--- Extrait à lire ---

Paysan enrichi et ambitieux, George Dandin prétend à être plus qu’il n’est.
Aussi a-t-il épousé Angélique de Sotenville dont les parents, nobles mais fauchés, ont manigancé le mariage pour renflouer leurs finances. A l’époque de Molière, le mariage était une transaction commerciale et un moyen rapide d’obtenir de l’argent. De son côté, Dandin souhaite s’enorgueillir d’un titre de noblesse, devenant Monsieur de la Dandiniière. Cependant c’est Dandin qui devient le dindon de la farce.
Les malheurs conjugaux du paysan vont crescendo : voulant prouver la culpabilité de sa femme qui badine avec un beau parleur, les preuves se retournent toujours contre lui. De répétition en répétition, la progression va vers le pire et il se trouve accusé de possessivité et de jalousie. Après chaque humiliation, les mécanismes de son cerveau se mettent en mouvement, tel un ballet de neurones où les rouages du délire arrivent avec des visions d’insectes. Au-delà de la vidéo se découvre un décor de palissades avec une porte centrale qui a son importance.

--- Données fournies ---

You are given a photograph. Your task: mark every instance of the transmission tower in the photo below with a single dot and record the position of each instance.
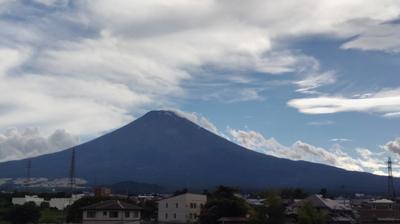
(28, 173)
(391, 192)
(72, 172)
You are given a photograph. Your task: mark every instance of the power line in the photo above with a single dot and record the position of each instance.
(391, 191)
(72, 172)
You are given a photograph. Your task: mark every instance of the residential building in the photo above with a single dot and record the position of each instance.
(233, 220)
(34, 198)
(111, 212)
(336, 211)
(62, 203)
(102, 192)
(183, 208)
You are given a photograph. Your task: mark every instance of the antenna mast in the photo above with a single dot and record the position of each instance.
(28, 173)
(391, 192)
(72, 172)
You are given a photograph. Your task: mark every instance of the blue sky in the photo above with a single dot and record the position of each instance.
(303, 80)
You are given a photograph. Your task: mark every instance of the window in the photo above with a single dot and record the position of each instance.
(91, 214)
(113, 214)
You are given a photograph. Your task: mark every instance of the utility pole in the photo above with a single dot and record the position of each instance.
(391, 192)
(28, 174)
(72, 172)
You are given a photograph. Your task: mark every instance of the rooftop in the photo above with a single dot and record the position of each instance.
(112, 205)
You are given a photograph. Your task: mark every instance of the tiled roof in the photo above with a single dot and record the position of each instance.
(112, 205)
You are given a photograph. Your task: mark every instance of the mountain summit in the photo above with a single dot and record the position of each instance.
(164, 148)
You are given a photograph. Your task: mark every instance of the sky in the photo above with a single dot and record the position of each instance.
(298, 79)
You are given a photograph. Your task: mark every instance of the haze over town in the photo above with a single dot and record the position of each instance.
(304, 80)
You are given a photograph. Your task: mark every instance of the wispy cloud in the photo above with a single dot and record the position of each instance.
(321, 123)
(340, 140)
(312, 82)
(385, 102)
(15, 144)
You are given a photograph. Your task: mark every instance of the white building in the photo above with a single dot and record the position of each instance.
(111, 212)
(62, 203)
(184, 208)
(34, 198)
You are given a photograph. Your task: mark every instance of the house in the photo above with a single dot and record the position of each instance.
(62, 203)
(183, 208)
(34, 198)
(111, 212)
(233, 220)
(337, 212)
(102, 192)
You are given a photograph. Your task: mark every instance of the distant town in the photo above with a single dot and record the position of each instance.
(221, 205)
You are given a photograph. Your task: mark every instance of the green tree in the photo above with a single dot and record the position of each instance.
(275, 210)
(324, 192)
(223, 203)
(149, 211)
(22, 214)
(307, 214)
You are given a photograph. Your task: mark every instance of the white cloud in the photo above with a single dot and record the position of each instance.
(15, 144)
(340, 140)
(393, 146)
(378, 37)
(386, 102)
(321, 123)
(365, 160)
(312, 82)
(198, 119)
(91, 66)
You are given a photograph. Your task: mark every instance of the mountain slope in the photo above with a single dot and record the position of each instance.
(165, 149)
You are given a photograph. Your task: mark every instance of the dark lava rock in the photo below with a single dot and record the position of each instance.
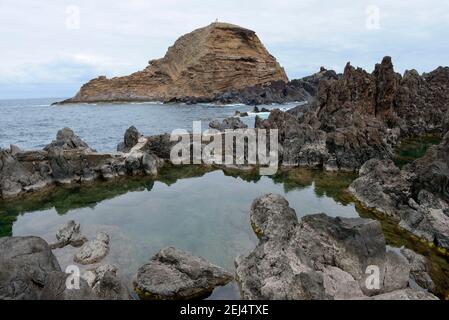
(228, 123)
(130, 139)
(67, 140)
(360, 116)
(416, 196)
(316, 258)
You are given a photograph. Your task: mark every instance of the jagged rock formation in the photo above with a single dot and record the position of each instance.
(173, 274)
(200, 65)
(304, 89)
(416, 197)
(227, 124)
(361, 116)
(68, 159)
(319, 258)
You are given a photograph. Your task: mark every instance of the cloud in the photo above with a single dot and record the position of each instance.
(40, 46)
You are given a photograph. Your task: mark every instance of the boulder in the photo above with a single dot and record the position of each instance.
(130, 139)
(173, 274)
(94, 250)
(232, 56)
(318, 257)
(104, 282)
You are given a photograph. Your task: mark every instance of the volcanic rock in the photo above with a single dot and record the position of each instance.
(316, 258)
(174, 274)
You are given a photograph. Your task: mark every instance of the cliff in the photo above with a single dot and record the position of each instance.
(200, 65)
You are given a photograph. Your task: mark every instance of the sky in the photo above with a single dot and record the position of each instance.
(50, 48)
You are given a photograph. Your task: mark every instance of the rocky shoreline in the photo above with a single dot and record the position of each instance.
(316, 258)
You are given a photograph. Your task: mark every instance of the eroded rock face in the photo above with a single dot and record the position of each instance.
(174, 274)
(419, 269)
(360, 116)
(227, 124)
(25, 263)
(200, 65)
(104, 282)
(416, 196)
(304, 89)
(67, 140)
(70, 160)
(318, 257)
(93, 251)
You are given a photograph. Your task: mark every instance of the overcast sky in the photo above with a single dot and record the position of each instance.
(50, 48)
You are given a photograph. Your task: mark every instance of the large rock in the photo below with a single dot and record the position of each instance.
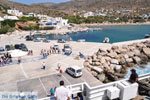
(129, 64)
(126, 56)
(122, 61)
(94, 73)
(99, 56)
(137, 52)
(144, 58)
(86, 64)
(117, 68)
(130, 54)
(114, 47)
(146, 51)
(114, 61)
(97, 69)
(129, 60)
(136, 60)
(123, 51)
(101, 77)
(103, 60)
(97, 63)
(112, 55)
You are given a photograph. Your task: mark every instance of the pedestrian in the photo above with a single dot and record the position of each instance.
(31, 52)
(62, 93)
(134, 76)
(19, 60)
(52, 91)
(44, 65)
(60, 72)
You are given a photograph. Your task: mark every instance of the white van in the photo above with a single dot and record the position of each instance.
(74, 71)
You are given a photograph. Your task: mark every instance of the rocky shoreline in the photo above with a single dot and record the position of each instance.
(111, 64)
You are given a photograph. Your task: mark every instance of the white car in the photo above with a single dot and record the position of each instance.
(74, 71)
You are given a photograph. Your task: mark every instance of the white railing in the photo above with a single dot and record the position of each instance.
(97, 92)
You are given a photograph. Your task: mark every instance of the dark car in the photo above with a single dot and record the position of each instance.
(23, 47)
(17, 46)
(7, 47)
(61, 41)
(29, 38)
(2, 50)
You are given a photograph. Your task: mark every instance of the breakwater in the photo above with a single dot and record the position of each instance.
(112, 64)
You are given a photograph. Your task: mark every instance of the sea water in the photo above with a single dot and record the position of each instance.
(145, 69)
(114, 33)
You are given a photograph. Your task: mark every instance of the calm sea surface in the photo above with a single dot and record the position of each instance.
(115, 34)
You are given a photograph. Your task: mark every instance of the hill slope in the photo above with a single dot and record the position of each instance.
(32, 8)
(96, 4)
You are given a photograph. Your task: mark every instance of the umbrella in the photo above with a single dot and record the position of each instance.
(17, 53)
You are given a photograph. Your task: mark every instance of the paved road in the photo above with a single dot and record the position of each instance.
(43, 84)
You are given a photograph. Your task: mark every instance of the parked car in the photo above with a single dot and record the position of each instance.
(67, 49)
(23, 47)
(37, 40)
(17, 46)
(46, 41)
(74, 71)
(2, 51)
(29, 38)
(7, 47)
(61, 41)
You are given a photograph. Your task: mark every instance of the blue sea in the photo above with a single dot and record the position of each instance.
(115, 34)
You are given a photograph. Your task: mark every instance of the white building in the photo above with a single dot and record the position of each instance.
(11, 17)
(88, 14)
(57, 22)
(15, 12)
(1, 19)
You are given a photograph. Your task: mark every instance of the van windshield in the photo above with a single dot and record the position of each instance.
(78, 71)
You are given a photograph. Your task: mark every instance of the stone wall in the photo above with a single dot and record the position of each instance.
(109, 65)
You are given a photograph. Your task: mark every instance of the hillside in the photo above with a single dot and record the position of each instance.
(47, 4)
(32, 8)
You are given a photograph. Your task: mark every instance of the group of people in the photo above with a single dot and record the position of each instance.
(5, 59)
(61, 93)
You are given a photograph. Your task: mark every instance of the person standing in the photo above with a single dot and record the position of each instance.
(44, 65)
(134, 76)
(58, 66)
(62, 93)
(52, 91)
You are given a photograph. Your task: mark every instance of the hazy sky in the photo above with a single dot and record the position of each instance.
(38, 1)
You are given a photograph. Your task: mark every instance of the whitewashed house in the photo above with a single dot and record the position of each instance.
(30, 15)
(1, 19)
(15, 12)
(57, 22)
(88, 14)
(11, 17)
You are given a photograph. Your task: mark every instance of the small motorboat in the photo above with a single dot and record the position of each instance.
(106, 40)
(147, 35)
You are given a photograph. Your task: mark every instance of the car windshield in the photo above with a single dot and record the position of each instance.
(79, 70)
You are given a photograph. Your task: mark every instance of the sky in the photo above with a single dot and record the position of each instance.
(38, 1)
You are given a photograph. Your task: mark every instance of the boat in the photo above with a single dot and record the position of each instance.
(106, 40)
(147, 35)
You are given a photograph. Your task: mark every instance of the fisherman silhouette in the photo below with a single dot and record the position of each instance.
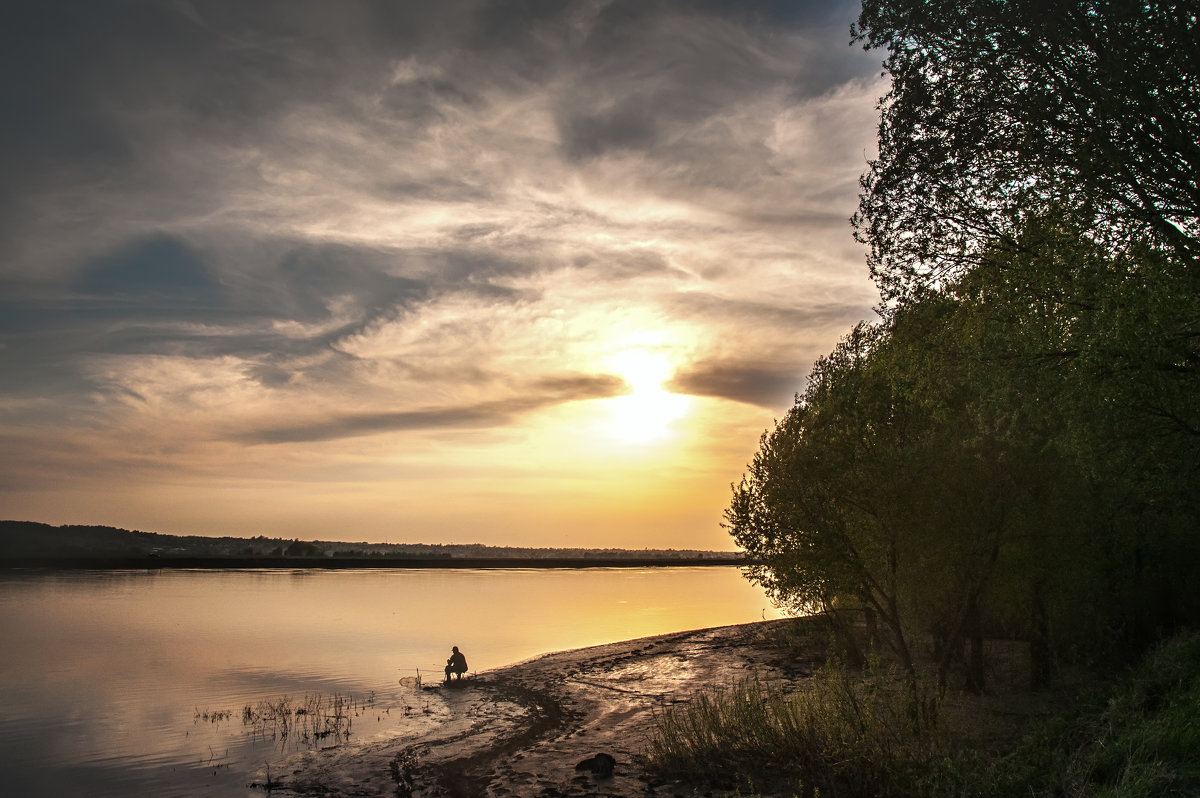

---

**Liste des tâches**
a: Résumez l'extrait sur George Dandin en deux phrases.
b: Reproduisez à l'identique le passage de l'extrait sur George Dandin qui va de « Aussi a-t-il épousé » jusqu'à « de la farce. ».

**Solutions proposées**
a: George Dandin, paysan enrichi et ambitieux, a épousé Angélique de Sotenville, dont les parents, nobles mais fauchés, ont manigancé le mariage pour renflouer leurs finances, tandis que lui souhaite s'enorgueillir d'un titre de noblesse. Ses tentatives pour prouver la culpabilité de sa femme se retournent toujours contre lui, et il se trouve finalement accusé de possessivité et de jalousie.

b:
Aussi a-t-il épousé Angélique de Sotenville dont les parents, nobles mais fauchés, ont manigancé le mariage pour renflouer leurs finances. A l’époque de Molière, le mariage était une transaction commerciale et un moyen rapide d’obtenir de l’argent. De son côté, Dandin souhaite s’enorgueillir d’un titre de noblesse, devenant Monsieur de la Dandiniière. Cependant c’est Dandin qui devient le dindon de la farce.